**THE EXERCISE:**
Filter the rows below, keeping every line that contains the string "chimney".

(Data entries)
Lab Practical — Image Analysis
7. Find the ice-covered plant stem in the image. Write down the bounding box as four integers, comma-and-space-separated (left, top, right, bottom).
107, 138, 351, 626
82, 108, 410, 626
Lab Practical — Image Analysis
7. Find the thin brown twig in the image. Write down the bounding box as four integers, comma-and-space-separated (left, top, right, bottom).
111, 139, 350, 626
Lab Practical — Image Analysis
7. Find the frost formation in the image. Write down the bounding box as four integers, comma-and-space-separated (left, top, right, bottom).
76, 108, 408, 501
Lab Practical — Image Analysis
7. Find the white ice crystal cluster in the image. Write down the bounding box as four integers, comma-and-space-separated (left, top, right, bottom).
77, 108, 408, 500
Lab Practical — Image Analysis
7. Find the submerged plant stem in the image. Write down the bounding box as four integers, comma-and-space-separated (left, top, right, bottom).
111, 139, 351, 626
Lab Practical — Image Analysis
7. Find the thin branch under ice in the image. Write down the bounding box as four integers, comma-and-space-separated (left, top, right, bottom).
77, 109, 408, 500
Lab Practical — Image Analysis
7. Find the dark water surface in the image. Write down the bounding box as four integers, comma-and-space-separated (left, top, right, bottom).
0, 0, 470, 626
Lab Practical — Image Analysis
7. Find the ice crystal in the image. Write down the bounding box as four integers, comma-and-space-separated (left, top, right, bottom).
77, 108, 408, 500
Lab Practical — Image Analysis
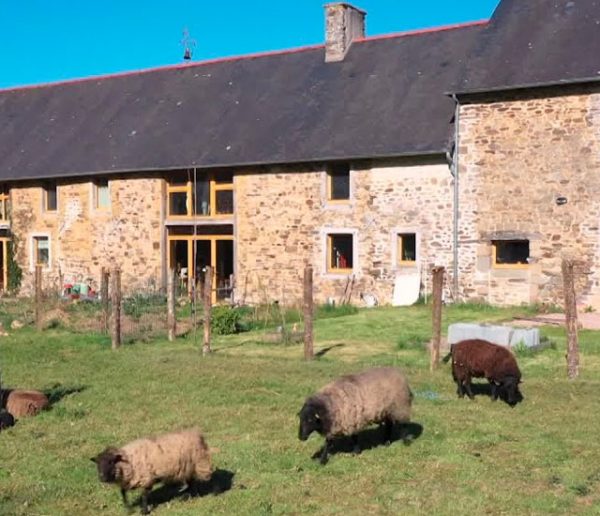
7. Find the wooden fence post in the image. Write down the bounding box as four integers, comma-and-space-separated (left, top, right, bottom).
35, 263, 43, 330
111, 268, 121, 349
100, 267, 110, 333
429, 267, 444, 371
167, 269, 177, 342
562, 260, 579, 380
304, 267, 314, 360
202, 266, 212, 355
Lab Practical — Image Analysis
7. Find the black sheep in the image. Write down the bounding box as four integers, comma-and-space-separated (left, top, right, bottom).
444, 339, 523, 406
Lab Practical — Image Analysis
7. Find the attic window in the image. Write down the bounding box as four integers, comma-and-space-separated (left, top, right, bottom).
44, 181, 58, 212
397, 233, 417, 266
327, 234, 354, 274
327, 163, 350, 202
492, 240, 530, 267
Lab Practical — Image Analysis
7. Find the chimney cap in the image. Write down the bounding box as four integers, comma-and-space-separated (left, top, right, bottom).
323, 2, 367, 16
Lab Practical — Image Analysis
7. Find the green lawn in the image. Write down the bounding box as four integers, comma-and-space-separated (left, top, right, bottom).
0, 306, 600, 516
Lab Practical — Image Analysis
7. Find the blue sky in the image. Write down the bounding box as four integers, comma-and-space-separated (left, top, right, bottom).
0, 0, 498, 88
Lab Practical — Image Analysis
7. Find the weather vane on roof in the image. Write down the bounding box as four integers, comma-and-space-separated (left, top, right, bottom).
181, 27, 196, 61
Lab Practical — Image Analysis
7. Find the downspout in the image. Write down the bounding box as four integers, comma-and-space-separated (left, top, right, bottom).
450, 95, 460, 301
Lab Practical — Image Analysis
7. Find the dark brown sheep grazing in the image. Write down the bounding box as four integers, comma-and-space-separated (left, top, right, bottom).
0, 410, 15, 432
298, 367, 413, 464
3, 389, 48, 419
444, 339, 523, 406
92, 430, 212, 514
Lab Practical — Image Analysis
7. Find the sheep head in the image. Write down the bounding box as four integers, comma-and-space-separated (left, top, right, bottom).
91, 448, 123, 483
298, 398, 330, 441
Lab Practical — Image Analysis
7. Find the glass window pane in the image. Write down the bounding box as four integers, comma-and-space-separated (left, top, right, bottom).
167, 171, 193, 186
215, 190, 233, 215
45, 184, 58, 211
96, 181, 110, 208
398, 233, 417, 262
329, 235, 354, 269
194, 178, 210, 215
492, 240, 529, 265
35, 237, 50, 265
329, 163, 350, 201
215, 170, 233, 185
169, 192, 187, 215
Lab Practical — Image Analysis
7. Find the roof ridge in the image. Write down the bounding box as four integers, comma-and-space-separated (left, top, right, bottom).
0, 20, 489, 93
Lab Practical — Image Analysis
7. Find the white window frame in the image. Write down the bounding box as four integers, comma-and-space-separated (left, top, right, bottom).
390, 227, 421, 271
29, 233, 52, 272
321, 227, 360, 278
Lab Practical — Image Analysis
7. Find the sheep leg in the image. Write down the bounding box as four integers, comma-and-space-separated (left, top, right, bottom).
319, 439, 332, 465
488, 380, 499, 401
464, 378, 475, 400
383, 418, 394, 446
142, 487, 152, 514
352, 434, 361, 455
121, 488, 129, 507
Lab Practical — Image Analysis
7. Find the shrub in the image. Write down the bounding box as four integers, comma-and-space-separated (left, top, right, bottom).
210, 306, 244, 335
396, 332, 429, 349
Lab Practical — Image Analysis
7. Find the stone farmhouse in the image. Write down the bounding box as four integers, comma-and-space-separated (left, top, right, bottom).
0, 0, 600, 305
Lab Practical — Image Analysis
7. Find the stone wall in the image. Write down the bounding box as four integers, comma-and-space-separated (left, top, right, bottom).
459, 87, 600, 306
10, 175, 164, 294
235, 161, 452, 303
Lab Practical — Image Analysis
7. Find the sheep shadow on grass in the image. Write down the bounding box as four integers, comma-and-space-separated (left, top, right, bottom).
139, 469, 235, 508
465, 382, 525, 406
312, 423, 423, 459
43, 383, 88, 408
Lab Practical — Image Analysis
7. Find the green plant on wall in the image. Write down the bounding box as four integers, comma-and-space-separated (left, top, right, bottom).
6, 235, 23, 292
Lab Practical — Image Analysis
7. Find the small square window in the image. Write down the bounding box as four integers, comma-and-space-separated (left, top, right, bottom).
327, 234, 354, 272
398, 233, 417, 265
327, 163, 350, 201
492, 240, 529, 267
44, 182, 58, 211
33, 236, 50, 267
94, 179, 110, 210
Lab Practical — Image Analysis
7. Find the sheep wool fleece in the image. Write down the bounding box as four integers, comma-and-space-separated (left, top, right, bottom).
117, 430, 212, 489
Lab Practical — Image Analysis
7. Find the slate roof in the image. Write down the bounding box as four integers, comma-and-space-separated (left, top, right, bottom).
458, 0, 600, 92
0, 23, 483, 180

--

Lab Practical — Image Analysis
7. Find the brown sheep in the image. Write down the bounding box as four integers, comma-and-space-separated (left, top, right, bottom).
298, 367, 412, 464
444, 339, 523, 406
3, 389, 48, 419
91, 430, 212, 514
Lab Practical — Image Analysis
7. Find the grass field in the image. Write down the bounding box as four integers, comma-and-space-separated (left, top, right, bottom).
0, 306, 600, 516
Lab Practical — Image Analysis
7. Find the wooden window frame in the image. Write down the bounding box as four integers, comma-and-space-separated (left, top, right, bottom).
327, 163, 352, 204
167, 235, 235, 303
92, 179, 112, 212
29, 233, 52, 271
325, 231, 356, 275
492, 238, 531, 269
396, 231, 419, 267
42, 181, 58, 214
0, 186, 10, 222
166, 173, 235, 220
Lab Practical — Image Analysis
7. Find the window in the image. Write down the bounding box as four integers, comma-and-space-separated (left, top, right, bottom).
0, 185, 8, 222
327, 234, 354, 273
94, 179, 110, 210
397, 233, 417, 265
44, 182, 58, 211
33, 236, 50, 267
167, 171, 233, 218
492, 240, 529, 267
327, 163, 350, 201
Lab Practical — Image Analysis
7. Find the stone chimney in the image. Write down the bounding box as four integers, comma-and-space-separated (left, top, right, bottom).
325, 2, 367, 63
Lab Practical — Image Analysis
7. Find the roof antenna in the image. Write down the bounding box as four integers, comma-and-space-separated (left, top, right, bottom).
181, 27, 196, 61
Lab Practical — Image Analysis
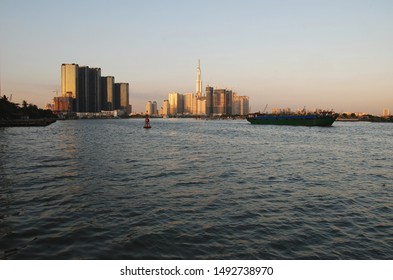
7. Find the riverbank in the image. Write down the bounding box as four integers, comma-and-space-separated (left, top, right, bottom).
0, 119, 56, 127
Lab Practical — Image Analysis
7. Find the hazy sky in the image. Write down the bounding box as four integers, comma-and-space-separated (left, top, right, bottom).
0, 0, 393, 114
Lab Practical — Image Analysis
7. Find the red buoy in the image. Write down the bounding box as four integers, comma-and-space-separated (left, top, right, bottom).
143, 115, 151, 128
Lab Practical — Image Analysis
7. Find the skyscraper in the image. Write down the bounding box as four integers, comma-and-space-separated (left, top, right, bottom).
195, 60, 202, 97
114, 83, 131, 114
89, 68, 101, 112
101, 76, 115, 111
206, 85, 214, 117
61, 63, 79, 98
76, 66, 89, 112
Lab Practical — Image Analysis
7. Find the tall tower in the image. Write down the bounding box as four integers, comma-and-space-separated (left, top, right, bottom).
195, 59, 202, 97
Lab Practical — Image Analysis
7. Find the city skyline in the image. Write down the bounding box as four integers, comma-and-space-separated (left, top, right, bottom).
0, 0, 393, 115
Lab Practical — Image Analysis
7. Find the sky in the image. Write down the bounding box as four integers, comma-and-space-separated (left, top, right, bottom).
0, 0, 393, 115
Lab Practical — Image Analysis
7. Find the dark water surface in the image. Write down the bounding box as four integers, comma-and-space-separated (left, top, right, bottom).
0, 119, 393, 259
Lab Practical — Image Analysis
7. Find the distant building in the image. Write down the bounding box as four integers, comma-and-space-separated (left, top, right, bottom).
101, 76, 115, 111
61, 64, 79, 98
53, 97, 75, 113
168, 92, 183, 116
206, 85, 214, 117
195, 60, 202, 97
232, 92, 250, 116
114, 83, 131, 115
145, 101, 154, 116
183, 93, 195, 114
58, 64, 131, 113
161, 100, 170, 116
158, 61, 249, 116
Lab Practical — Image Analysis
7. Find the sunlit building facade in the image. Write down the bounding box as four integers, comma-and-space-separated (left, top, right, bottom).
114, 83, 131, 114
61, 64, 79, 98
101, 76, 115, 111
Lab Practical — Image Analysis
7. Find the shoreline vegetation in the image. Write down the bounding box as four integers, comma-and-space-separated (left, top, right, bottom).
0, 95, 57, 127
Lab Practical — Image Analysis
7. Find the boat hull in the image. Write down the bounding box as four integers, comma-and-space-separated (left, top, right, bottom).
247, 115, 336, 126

--

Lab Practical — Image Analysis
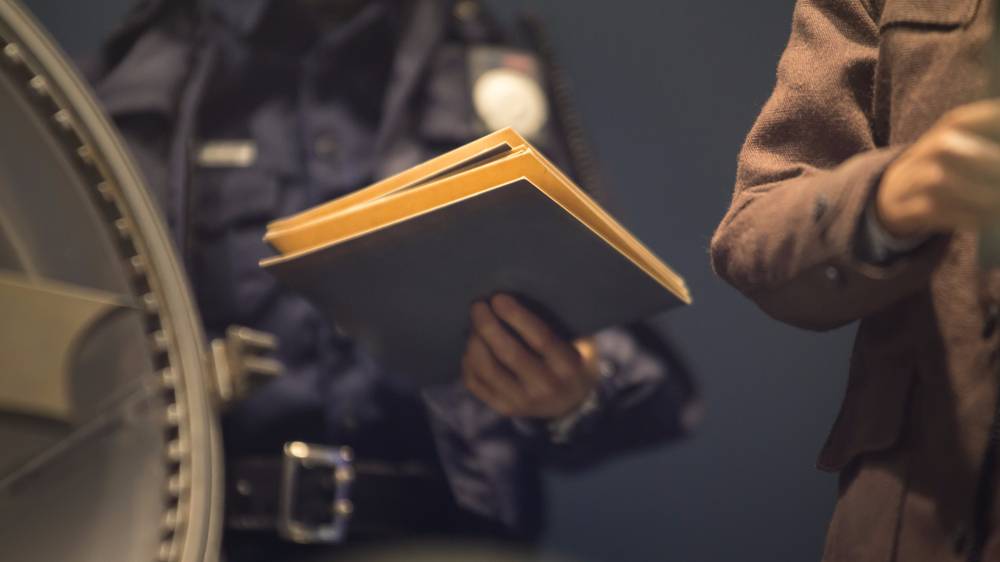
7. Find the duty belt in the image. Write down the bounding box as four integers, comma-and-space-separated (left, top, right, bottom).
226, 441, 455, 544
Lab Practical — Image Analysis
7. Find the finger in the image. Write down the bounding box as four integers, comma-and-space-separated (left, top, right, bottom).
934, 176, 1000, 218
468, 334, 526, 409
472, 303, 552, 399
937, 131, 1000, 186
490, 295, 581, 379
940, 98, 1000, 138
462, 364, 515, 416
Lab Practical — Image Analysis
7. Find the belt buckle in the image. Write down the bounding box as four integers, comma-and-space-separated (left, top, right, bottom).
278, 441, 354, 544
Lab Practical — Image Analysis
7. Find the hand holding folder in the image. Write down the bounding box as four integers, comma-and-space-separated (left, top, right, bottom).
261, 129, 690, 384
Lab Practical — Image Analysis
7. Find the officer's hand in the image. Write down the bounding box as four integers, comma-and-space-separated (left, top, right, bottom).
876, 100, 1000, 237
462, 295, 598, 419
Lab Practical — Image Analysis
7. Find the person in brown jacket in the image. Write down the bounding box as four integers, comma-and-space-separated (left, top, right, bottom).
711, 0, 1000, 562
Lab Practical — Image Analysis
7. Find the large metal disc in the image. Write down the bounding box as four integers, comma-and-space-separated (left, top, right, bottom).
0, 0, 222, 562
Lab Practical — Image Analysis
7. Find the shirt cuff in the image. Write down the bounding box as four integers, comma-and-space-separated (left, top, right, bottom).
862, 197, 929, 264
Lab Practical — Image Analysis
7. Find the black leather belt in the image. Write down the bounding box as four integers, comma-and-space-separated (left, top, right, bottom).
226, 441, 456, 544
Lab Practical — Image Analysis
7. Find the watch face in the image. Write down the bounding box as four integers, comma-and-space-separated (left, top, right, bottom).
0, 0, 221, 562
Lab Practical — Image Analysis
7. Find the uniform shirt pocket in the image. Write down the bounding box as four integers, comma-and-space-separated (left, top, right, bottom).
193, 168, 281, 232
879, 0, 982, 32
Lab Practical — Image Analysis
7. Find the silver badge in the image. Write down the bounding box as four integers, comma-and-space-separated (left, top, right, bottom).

**ANSWER BELOW:**
7. Find the chimney cap in the image. Write down the bounding box as four integers, comma-and-space-separated (left, top, right, bottom).
7. Find the stone chimney in the image. Write down the bounding box as four integers, comma-and-space-separated (left, top, right, bottom).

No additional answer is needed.